**What the task requires:** Return every line in the records below that contains the word "black".

(Point placement records)
++++++
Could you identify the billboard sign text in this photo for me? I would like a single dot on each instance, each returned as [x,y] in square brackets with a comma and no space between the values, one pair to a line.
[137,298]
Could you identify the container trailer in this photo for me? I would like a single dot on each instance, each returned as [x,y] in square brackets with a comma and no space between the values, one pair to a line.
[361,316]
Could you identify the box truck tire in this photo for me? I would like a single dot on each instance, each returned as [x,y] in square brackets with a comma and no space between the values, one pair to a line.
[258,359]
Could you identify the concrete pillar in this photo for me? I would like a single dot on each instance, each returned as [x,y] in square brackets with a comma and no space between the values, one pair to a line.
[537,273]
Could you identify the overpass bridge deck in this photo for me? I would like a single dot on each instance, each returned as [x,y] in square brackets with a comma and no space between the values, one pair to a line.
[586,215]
++++++
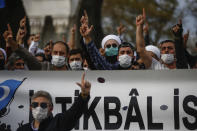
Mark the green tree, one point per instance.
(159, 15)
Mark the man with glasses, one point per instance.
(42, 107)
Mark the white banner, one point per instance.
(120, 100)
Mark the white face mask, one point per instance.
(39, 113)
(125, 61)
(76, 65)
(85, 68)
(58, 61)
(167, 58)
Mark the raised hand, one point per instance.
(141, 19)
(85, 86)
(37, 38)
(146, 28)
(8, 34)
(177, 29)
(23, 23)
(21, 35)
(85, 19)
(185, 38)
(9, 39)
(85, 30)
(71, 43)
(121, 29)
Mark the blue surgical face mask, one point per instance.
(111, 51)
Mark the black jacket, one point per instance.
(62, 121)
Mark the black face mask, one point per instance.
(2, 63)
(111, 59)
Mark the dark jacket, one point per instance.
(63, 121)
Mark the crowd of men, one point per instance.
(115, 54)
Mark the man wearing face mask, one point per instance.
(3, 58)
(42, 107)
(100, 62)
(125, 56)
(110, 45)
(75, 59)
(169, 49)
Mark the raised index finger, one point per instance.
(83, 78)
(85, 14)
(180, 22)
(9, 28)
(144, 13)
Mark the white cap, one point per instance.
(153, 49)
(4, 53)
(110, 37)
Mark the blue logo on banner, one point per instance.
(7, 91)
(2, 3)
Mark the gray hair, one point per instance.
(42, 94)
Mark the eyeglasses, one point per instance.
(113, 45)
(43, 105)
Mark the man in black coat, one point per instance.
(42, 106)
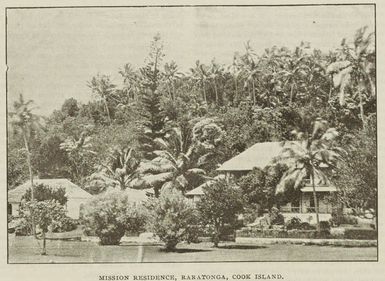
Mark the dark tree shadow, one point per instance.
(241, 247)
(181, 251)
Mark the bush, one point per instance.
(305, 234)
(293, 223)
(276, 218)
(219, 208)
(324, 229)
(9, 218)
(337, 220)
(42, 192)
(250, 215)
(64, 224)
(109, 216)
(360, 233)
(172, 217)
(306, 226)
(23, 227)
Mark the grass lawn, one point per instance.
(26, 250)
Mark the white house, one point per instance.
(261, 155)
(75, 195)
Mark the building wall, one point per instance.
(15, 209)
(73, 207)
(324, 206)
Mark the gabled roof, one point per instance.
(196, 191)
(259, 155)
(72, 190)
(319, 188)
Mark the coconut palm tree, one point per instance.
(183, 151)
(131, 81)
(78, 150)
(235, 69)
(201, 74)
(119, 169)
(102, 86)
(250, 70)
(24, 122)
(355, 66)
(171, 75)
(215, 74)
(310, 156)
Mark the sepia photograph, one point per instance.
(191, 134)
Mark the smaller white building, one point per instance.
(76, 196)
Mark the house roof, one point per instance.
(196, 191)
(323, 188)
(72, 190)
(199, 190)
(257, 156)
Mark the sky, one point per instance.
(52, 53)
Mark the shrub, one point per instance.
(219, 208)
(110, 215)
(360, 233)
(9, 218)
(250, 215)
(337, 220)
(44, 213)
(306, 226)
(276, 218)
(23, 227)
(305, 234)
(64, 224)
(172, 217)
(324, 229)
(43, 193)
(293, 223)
++++++
**Answer below:**
Mark the black jacket, one point per instance.
Mark the black face mask, one point per instance.
Mark the man in black coat, one point per instance.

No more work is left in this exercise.